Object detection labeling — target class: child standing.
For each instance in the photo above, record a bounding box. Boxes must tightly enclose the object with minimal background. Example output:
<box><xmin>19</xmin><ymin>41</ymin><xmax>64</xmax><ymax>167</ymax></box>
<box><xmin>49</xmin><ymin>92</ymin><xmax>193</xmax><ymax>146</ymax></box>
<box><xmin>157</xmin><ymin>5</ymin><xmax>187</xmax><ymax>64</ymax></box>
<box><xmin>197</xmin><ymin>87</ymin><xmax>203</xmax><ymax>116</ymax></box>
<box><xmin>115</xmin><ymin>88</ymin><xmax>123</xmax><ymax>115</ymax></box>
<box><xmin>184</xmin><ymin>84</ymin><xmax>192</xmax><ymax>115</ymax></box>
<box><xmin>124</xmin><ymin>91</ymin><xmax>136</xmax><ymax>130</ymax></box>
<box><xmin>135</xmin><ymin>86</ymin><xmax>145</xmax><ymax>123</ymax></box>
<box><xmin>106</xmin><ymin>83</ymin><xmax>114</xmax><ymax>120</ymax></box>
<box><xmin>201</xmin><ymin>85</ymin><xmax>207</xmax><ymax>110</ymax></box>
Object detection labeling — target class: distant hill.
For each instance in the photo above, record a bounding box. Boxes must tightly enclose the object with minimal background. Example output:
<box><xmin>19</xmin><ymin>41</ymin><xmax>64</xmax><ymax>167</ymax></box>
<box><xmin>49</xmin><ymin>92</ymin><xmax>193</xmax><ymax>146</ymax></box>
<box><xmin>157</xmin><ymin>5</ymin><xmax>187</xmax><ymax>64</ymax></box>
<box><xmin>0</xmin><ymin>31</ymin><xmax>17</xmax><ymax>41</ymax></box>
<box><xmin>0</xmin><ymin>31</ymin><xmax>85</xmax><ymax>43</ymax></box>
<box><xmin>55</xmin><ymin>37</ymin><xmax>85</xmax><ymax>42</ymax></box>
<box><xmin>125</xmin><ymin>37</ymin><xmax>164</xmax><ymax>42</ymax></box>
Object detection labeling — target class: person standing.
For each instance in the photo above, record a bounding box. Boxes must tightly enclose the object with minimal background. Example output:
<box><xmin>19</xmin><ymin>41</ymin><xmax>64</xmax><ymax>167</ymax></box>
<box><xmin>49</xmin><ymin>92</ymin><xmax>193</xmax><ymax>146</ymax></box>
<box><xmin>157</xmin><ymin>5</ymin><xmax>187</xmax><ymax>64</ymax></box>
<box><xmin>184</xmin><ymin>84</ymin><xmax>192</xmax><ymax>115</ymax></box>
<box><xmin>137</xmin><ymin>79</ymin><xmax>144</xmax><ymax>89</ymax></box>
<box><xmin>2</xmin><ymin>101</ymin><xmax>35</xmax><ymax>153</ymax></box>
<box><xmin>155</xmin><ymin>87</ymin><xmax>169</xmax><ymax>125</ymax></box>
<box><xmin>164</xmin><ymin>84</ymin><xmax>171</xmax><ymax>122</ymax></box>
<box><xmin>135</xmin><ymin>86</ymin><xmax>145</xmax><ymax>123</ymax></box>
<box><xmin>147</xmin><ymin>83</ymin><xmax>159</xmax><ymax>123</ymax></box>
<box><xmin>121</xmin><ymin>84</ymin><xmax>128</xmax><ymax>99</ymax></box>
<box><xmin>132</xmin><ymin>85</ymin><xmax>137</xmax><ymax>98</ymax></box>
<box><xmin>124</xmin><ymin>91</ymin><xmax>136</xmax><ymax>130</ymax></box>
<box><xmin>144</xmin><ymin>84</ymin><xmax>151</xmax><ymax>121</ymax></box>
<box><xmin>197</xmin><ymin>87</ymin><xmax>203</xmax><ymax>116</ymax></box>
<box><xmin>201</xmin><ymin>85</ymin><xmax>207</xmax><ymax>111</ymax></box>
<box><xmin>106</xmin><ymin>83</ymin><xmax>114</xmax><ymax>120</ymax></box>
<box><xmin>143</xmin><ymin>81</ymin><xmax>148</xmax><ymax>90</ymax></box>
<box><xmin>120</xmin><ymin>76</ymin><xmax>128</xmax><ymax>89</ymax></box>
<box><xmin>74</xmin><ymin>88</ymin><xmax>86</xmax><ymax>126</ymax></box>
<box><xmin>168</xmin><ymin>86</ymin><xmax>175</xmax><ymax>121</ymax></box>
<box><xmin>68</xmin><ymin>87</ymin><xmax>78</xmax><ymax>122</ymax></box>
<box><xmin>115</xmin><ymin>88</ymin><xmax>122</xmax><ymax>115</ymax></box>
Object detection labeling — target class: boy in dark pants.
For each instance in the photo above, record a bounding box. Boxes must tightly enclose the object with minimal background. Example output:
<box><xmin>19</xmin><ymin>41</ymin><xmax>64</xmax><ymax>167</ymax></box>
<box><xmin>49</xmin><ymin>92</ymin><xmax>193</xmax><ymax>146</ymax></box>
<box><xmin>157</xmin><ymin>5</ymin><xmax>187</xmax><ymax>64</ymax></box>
□ □ □
Output each line of the data exactly as it stands above.

Object detection labeling — target class: child standing.
For each instance in the photo above, record a bounding box. Boxes must tightly enclose the object with minimal background. Example output:
<box><xmin>19</xmin><ymin>41</ymin><xmax>64</xmax><ymax>167</ymax></box>
<box><xmin>49</xmin><ymin>92</ymin><xmax>193</xmax><ymax>146</ymax></box>
<box><xmin>157</xmin><ymin>5</ymin><xmax>187</xmax><ymax>64</ymax></box>
<box><xmin>197</xmin><ymin>87</ymin><xmax>203</xmax><ymax>116</ymax></box>
<box><xmin>115</xmin><ymin>88</ymin><xmax>123</xmax><ymax>115</ymax></box>
<box><xmin>184</xmin><ymin>84</ymin><xmax>192</xmax><ymax>115</ymax></box>
<box><xmin>124</xmin><ymin>91</ymin><xmax>136</xmax><ymax>130</ymax></box>
<box><xmin>135</xmin><ymin>86</ymin><xmax>145</xmax><ymax>123</ymax></box>
<box><xmin>106</xmin><ymin>83</ymin><xmax>114</xmax><ymax>120</ymax></box>
<box><xmin>201</xmin><ymin>85</ymin><xmax>207</xmax><ymax>110</ymax></box>
Object detection labeling — target class: distant hill.
For each instance in the photo above, record a bounding box. Boxes must tightly enclose the object with minimal background. Example output:
<box><xmin>19</xmin><ymin>41</ymin><xmax>64</xmax><ymax>167</ymax></box>
<box><xmin>49</xmin><ymin>92</ymin><xmax>193</xmax><ymax>146</ymax></box>
<box><xmin>157</xmin><ymin>5</ymin><xmax>187</xmax><ymax>64</ymax></box>
<box><xmin>0</xmin><ymin>31</ymin><xmax>17</xmax><ymax>41</ymax></box>
<box><xmin>0</xmin><ymin>31</ymin><xmax>85</xmax><ymax>43</ymax></box>
<box><xmin>55</xmin><ymin>37</ymin><xmax>85</xmax><ymax>42</ymax></box>
<box><xmin>125</xmin><ymin>37</ymin><xmax>164</xmax><ymax>42</ymax></box>
Object detection labeling — target class: person standing.
For each instance in the photo above, record a bounding box. Boxes must tightly enclose the object with minimal background. Example output:
<box><xmin>19</xmin><ymin>41</ymin><xmax>64</xmax><ymax>167</ymax></box>
<box><xmin>49</xmin><ymin>92</ymin><xmax>193</xmax><ymax>146</ymax></box>
<box><xmin>157</xmin><ymin>5</ymin><xmax>187</xmax><ymax>64</ymax></box>
<box><xmin>184</xmin><ymin>84</ymin><xmax>192</xmax><ymax>115</ymax></box>
<box><xmin>137</xmin><ymin>79</ymin><xmax>144</xmax><ymax>89</ymax></box>
<box><xmin>2</xmin><ymin>101</ymin><xmax>35</xmax><ymax>153</ymax></box>
<box><xmin>155</xmin><ymin>87</ymin><xmax>169</xmax><ymax>125</ymax></box>
<box><xmin>164</xmin><ymin>84</ymin><xmax>171</xmax><ymax>122</ymax></box>
<box><xmin>135</xmin><ymin>86</ymin><xmax>145</xmax><ymax>123</ymax></box>
<box><xmin>147</xmin><ymin>83</ymin><xmax>159</xmax><ymax>123</ymax></box>
<box><xmin>121</xmin><ymin>84</ymin><xmax>128</xmax><ymax>99</ymax></box>
<box><xmin>132</xmin><ymin>85</ymin><xmax>137</xmax><ymax>98</ymax></box>
<box><xmin>124</xmin><ymin>91</ymin><xmax>136</xmax><ymax>130</ymax></box>
<box><xmin>144</xmin><ymin>84</ymin><xmax>151</xmax><ymax>121</ymax></box>
<box><xmin>197</xmin><ymin>87</ymin><xmax>203</xmax><ymax>116</ymax></box>
<box><xmin>201</xmin><ymin>85</ymin><xmax>207</xmax><ymax>111</ymax></box>
<box><xmin>106</xmin><ymin>83</ymin><xmax>114</xmax><ymax>120</ymax></box>
<box><xmin>143</xmin><ymin>81</ymin><xmax>148</xmax><ymax>90</ymax></box>
<box><xmin>120</xmin><ymin>76</ymin><xmax>128</xmax><ymax>89</ymax></box>
<box><xmin>74</xmin><ymin>88</ymin><xmax>86</xmax><ymax>126</ymax></box>
<box><xmin>168</xmin><ymin>86</ymin><xmax>175</xmax><ymax>121</ymax></box>
<box><xmin>68</xmin><ymin>87</ymin><xmax>78</xmax><ymax>122</ymax></box>
<box><xmin>115</xmin><ymin>88</ymin><xmax>122</xmax><ymax>115</ymax></box>
Object detection labeling — target class: boy in dark pants.
For each instance in the photo above, record a bounding box. Boxes must tightly enclose the object with minimal background. Example output:
<box><xmin>19</xmin><ymin>41</ymin><xmax>64</xmax><ymax>167</ymax></box>
<box><xmin>49</xmin><ymin>92</ymin><xmax>193</xmax><ymax>146</ymax></box>
<box><xmin>157</xmin><ymin>5</ymin><xmax>187</xmax><ymax>64</ymax></box>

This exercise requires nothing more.